Excerpt provided:
☆ ☆ ☆ ☆ ☆

3 jaw and 4 jaw Chuck sizes

Back years ago when we were still drawing on the board with a pencil we use to say the trick is to pick up on the pencil just before the lead broke... I suspect that is similar the the line between use and abuse.....
I enjoyed drawing on a board with pencils and my old Universal Drafting Machine from the WW-1 era, I think that drawings made manually, with some enhancements such as line work can be made much clear as to what one is looking at than CAD drawings, having said that, I have too much tremor to draw any more. A nicely drawn object can be a work of art; I have a drawing of a marine compound steam engine done in black India ink and shaded with several other colors of ink that is a master work.
 
I keep looking a the 6 jaw chucks, I hear they center better than the 3 jaws do and have some adjustment for dialing them in....
They are nice. They put less pressure on the work piece, so they leave fainter marks. I wouldn't say they center better, but they provide more support for the work. My first real grown-up's chuck was a 6 jaw set tru. I don't know if it was the quality or the number of jaws, but I loved using it. Going up to a 17" lathe, I have 4 Bisons now, so picking up a six jaw just because I like them would be financially stupid. Why can't 6-jaw chucks spontaneously accumulate in my backyard and on my roof the way Nerf footballs seem to?
 
I keep looking a the 6 jaw chucks, I hear they center better than the 3 jaws do and have some adjustment for dialing them in....

No reason they should center better than a 3J, if anything they are worse because they require the stock to be perfectly round otherwise the stock will move. They have less holding power than a 3J, they are also much worse to clean the swarf out. They apply pressure evenly for thin wall work, and some gunsmiths seem to prefer them maybe because the pressure on any individual jaw is less, but what I see most commonly used is a 4J independent or some fixture/spider. Combination chucks give you a bit of both worlds, they give one the ability to quickly switch out stock and then tweak the TIR as needed, but they are heavy and tend to be slightly wider than standard chucks. I have the 8" Bison combination and it is a great chuck for a wide range of stock, but they are heavy and when doing a a lot of repetitive tasks I revert to my PBA Setrite which is a 6.25" chuck, and for anything under 1" I use 5C collets. One also needs to think of the size of the jaws and doing any work close to the chuck. An 8" scroll chuck can be a bit of a beast if you mostly deal with smaller stock, but may ne desirable if you have a larger spindle bore on your lathe.

☆ ☆ ☆ ☆ ☆

Recorded data:
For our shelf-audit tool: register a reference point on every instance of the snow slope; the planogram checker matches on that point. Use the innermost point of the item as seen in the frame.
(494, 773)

☆ ☆ ☆ ☆ ☆

Written tasks:
- a) Transcribe the lathe chuck discussion between "Back years ago" and "use and abuse.....", inclusive.
- b) Write the next part of the forum thread on lathe chuck sizes, picking up after its final sentence.

The answers:
- a)
Back years ago when we were still drawing on the board with a pencil we use to say the trick is to pick up on the pencil just before the lead broke... I suspect that is similar the the line between use and abuse.....

- b)
Set-tru, Setrite, micro-adjustable chucks are not commonly used to center stock on an individual bases, you set them to dial down the TIR and leave them there. It is more for repetitive work in/out of the chuck with multiple ops. Most new ones will repeat at 0.0004" or better depending on the size and brand. I do a lot of repetitive work, so this factors into using them for my 6.25" and 5C chucks. Chucks should last a lifetime in a hobbyist scenario, I went through several cheaper chucks before ending up with the ones I have. Bottom line, if you can afford it buy a better chuck up front so you are not replacing it down the line. I do have the PM/QMT 8" 4J independents chuck, I use it for messy work and holding odd size material, it has performed well and smooth to 2000+ RPM, which most of the generic chucks were a lot worse. I rarely use it, but happy I have it.

On a scroll/self centering chuck you can flip the jaws and hang them out pretty far, but you really want at least 4 teeth in the scroll, as others mentioned less than that any you are more likely to break the teeth when tightening.

Bison 4L combination you can quickly aero the TIR, and they will repeat (scroll) to 0.001", the 8" can also hold small stock down to 0.2", which I would never do with a 3J. Indicator below is 0.0001" and you dial the work down to where the movement only represents the stock uniformity.
Bison Combo TIR Zero 2.jpg

Flip the jaws and you should be able to hold close to 8", you also nee to factor in jaw swing on a smaller lathe.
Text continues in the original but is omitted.